--- Instructions to follow ---
Reproduce every line of the records below, requests included, and increase each number in the polygon vertex coordinates by 125.

--- start of Data shown ---

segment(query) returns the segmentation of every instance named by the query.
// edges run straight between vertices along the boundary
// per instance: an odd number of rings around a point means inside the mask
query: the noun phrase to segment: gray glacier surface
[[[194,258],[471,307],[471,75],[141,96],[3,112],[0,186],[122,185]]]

--- end of Data shown ---

--- Expected output ---
segment(query) returns the segmentation of every instance named by the query.
// edges run straight between vertices along the boundary
// per instance: an odd number of rings around a point means inside the mask
query: the noun phrase to segment: gray glacier surface
[[[319,383],[596,432],[596,200],[266,221],[128,237],[125,311],[247,310]]]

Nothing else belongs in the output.